The answer is to be all of the data below, reproduced exactly.

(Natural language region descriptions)
......

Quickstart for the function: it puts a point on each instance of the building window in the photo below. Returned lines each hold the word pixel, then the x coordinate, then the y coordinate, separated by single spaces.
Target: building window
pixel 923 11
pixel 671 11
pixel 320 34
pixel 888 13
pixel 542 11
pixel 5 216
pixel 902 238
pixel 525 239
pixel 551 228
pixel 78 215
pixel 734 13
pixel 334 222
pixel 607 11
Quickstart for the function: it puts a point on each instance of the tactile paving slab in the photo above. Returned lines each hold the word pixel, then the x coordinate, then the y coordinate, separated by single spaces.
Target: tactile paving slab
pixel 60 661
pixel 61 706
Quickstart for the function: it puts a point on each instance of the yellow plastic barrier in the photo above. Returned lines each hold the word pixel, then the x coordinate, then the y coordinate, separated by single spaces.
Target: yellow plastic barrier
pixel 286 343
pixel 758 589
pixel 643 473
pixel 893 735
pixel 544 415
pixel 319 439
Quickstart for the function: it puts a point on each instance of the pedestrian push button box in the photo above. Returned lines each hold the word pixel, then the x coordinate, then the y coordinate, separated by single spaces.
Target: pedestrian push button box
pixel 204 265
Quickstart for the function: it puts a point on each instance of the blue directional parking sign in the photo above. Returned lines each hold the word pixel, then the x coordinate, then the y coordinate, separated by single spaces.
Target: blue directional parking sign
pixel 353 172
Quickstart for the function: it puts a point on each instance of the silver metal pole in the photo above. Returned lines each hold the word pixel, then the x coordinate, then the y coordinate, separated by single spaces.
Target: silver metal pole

......

**YOUR RESPONSE**
Quickstart for the function: it puts a point on each instance of the building window in the photo below. Returned lines each hold the word pixel, then the x coordinate, then the y coordinate, separated by single spaces.
Target: building window
pixel 923 11
pixel 671 11
pixel 320 34
pixel 888 13
pixel 542 11
pixel 5 216
pixel 902 238
pixel 525 239
pixel 551 228
pixel 78 215
pixel 734 13
pixel 334 222
pixel 607 11
Quickstart for the function: it puts a point on each instance of the tactile paving slab in the photo above. Returned lines each hold the word pixel, then the x coordinate, then the y coordinate, separated by single spaces.
Target: tactile paving slab
pixel 60 661
pixel 61 706
Quickstart for the function: it puts a point on each instance of the yellow plastic barrier in the photo above. Returned lines each hold the word pixel, then the x coordinate, then the y coordinate, separated by single spaces.
Target: yellow plastic barrier
pixel 286 343
pixel 758 589
pixel 643 473
pixel 893 735
pixel 544 415
pixel 319 439
Quickstart for the function: it puts a point on each instance of the pedestrian push button box in the photo above. Returned lines each hold the word pixel, then the x coordinate, then the y coordinate, separated by single spaces.
Target: pedestrian push button box
pixel 204 265
Quickstart for the function: it puts a point on each instance of the blue directional parking sign in the photo above. Returned lines each hold the word pixel, then the x coordinate, then the y coordinate, separated by single spaces.
Target: blue directional parking sign
pixel 353 172
Quickstart for the function: it puts a point on each instance of the silver metal pole in the photo above. Returned lines each hold the word pixel, then the x coordinate, then the y coordinate, separated by single spaces.
Target: silver metal pole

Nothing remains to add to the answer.